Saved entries

■ ■ ■ ■ ■

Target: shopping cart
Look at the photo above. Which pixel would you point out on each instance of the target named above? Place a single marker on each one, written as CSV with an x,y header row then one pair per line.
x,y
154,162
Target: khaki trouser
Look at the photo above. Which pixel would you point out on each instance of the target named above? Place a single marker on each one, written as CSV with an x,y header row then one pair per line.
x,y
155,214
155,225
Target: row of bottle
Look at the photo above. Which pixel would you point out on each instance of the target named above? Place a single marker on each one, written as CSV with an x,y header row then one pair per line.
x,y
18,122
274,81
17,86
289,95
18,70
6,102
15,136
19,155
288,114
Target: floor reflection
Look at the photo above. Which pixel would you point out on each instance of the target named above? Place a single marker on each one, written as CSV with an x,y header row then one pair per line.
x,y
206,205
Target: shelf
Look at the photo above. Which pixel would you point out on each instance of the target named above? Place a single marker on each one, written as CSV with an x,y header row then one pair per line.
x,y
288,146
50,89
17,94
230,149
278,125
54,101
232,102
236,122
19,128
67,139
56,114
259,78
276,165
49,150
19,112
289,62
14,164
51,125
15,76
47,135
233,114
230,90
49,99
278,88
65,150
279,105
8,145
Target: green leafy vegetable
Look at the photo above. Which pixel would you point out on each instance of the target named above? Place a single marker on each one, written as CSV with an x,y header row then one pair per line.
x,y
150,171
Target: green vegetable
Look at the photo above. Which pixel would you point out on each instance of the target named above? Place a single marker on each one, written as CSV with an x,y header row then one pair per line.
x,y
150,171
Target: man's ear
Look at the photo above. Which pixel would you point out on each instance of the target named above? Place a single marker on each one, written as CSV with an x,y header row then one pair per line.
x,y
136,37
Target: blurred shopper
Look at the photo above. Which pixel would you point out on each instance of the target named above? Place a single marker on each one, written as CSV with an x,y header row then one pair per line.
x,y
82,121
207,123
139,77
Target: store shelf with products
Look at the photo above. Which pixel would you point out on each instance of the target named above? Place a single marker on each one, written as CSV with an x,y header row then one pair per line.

■ ■ ■ ■ ■

§ EXERCISE AIM
Return the entries above exactly, each one complete.

§ WRITTEN SOLUTION
Target: shopping cart
Look at the photo above. Which pixel would you point out on each instance of the target named above? Place a single marker on each one, written as CSV with an x,y header row then one pair per line.
x,y
154,162
Target: khaki trouser
Look at the photo above. Which pixel would you point out on each instance of the target named above? Place a single marker on each one, written as CSV with an x,y header row then one pair per line.
x,y
155,214
155,225
Target: row of bottle
Look at the photo above. Which pixel would you point out on each instance of the target named above? Place a single marker on each one, written as CSV with an x,y header row then one pair per line.
x,y
18,122
274,81
17,86
289,95
18,70
6,102
15,136
19,155
288,114
Target: floor reflection
Look at the photo above. Which pixel would you point out on each instance of the target named above? Place a single marker on each one, written as CSV with an x,y header row then one pair per line.
x,y
206,205
Target: shelf
Look at the photo above. Which pixel would you point out on each instance of the target named above? Place a single marker on each one, written as CSV with an x,y header row then one pair per line.
x,y
288,146
50,89
17,94
230,149
278,125
54,101
232,102
236,122
19,128
67,139
56,114
259,78
276,165
49,150
19,112
289,62
14,164
51,125
15,76
47,135
233,114
230,90
49,99
278,88
65,150
279,105
8,145
Target: green leafy vegetable
Look at the photo above. Which pixel would you point out on each instance of the target named above? Place a single marker on each one, written as CSV with an x,y header row then one pair per line.
x,y
150,171
Target: green vegetable
Look at the photo above. Which pixel would you point out on each instance of the target named above? Place a single marker on each one, written as CSV with an x,y header row then one pair per line.
x,y
150,171
Target: man's ear
Look at the photo above. Which pixel would you point out on each instance of the target named above? Place a single marker on each one, written as CSV with an x,y header row then one pair per line.
x,y
136,37
Target: blurred shopper
Look at the photo above. Which pixel would you point out on each instance of the target named above? Place a single marker on each one, written as CSV with an x,y header row then one pair per line.
x,y
82,121
207,123
139,77
Target: store shelf with products
Look at the photo above. Which pixel would you point out on each instance of the target named above? Place a single marker on each one, written as CSV with an x,y header row then one pair per line.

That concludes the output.